To do:
[A] From the James MacMillan interview, return the passage that begins with the words containing "I don’t really" and ends with "as a composer?", copied word for word.
[B] Resume the James MacMillan interview from its final line and keep writing it.

Text shown:
Bachtrack is asking the same six questions to many composers this month as part of its focus on contemporary music. Here’s what James MacMillan had to say.
1. What influences are important to you and your music? Do you choose them, or do they choose you?
As a student I made a conscious study of major developments in recent music and I think there are still subliminal influences from the likes of Messiaen and Shostakovich at work in my music. However, the counterpoint from deep history in the work of Palestrina and Tallis remains an important thread in the way I think about composition.
2. What (if anything) do you want listeners to take away from your music?
I don’t really think of it that way! I like the idea of a listener being hungry and thirsty for engagement with music they don’t yet know. That is an ideal listener. If he or she is open to the possibility of new music speaking to them, then the communication process is likely to work.
3. Is there a composition of yours which you are most satisfied with? What makes it successful?
My mind is always caught up with the last piece I have written! At the moment that is a viola concerto for Lawrence Power. Not having heard it yet, I can nevertheless say that it is the piece that has advanced my ideas most fully so far. But that will no doubt change soon...
4. How important is new technology to you as a composer?

Supplied information:
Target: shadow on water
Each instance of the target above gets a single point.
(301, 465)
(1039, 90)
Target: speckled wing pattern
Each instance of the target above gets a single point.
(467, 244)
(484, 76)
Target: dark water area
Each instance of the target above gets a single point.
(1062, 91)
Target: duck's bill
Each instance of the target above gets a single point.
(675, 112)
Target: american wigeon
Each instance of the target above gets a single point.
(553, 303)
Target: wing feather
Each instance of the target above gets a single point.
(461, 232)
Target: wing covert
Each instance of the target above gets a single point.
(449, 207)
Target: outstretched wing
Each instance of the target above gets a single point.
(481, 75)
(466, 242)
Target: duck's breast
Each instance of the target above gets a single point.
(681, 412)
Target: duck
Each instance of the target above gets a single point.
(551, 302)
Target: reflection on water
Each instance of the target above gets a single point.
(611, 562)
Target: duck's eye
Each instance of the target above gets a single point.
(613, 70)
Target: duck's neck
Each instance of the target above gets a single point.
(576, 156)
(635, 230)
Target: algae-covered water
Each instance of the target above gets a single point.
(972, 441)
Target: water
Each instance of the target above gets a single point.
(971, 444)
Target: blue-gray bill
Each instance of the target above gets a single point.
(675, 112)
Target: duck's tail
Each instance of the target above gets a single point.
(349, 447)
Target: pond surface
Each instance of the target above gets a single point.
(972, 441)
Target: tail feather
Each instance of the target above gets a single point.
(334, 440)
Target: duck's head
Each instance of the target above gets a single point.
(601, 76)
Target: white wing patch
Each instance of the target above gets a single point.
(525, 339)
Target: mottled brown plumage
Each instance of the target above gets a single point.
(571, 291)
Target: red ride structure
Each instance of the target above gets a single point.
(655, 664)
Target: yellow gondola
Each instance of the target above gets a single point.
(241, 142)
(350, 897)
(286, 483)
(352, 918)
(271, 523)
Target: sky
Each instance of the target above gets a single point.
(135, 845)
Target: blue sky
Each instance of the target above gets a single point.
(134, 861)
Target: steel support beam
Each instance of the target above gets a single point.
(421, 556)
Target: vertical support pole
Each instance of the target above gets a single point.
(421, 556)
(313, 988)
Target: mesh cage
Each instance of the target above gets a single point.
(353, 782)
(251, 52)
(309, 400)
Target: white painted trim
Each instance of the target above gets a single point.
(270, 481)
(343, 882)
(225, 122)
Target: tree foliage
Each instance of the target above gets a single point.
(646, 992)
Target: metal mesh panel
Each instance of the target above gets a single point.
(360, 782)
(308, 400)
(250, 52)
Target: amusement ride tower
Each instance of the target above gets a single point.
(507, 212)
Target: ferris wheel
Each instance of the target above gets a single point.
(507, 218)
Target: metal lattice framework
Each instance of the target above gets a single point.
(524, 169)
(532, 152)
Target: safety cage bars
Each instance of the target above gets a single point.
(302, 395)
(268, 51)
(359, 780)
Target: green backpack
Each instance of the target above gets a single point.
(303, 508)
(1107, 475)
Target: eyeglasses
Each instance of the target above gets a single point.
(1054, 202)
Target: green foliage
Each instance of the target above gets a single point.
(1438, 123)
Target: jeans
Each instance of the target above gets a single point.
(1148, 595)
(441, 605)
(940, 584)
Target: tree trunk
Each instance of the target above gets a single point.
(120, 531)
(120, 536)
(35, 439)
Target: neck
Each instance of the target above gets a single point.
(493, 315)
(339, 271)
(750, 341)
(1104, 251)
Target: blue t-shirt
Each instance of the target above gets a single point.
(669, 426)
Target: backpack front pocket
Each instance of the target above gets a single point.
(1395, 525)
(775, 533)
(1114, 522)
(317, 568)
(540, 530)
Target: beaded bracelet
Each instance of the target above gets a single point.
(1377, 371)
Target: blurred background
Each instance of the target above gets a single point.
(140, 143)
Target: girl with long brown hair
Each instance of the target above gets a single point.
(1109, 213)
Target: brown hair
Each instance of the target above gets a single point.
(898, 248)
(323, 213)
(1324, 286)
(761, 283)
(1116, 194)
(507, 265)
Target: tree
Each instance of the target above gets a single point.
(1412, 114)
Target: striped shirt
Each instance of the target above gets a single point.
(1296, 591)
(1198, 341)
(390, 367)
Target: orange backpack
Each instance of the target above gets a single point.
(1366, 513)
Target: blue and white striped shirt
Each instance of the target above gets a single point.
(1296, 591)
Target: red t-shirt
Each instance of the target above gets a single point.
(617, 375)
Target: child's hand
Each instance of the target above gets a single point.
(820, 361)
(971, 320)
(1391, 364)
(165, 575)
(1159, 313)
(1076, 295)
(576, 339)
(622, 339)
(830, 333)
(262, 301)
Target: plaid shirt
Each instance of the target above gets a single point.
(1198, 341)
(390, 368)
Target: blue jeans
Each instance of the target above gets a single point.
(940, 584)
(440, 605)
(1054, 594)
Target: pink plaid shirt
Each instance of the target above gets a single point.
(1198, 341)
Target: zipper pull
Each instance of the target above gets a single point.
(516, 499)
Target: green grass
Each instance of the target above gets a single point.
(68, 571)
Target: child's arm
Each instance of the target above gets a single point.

Expected outputs:
[A]
I don’t really think of it that way! I like the idea of a listener being hungry and thirsty for engagement with music they don’t yet know. That is an ideal listener. If he or she is open to the possibility of new music speaking to them, then the communication process is likely to work.
3. Is there a composition of yours which you are most satisfied with? What makes it successful?
My mind is always caught up with the last piece I have written! At the moment that is a viola concerto for Lawrence Power. Not having heard it yet, I can nevertheless say that it is the piece that has advanced my ideas most fully so far. But that will no doubt change soon...
4. How important is new technology to you as a composer?

[B]
I’m afraid I can’t use technology. I wish I could, but I have a bit of a block with these things. Nevertheless I have written a couple of pieces that required a very simple and basic electro-acoustic dimension. For these, I employed some students who knew what they were doing, so they could tell me which buttons to press, etc! I needed to manipulate some natural sounds for simultaneous playback in my music-theatre piece Parthenogenesis and in my concertante violin piece A Deep But Dazzling Darkness. Having said that though, my main concession to modern technology is my electric pencil sharpener...
5. What music do you enjoy listening to?
If pressed, I would say choral music. The human voice, singing in conjunction with others is a sonic miracle. The British choral tradition is something to be proud of, but I am gradually discovering the choral sounds of other countries. I heard the SWR Stuttgart Vocal Ensemble, conducted by Englishman Marcus Creed recently, and they are amazing.
6. How is composing changing, and where do you want new music to go in the future?
It is interesting what has changed even in my lifetime. I didn’t foresee the growing popularity of choral music when I was younger, but living composers seem to be the object of some curiosity and interest in the huge audience for choral music today. Also, there seems to have been an explosion in styles and aesthetics in the last 20 years, which has changed my world substantially. That can bring confusion as well as freedom, and it is up to each individual composer to filter out that which is superfluous and focus on what is important.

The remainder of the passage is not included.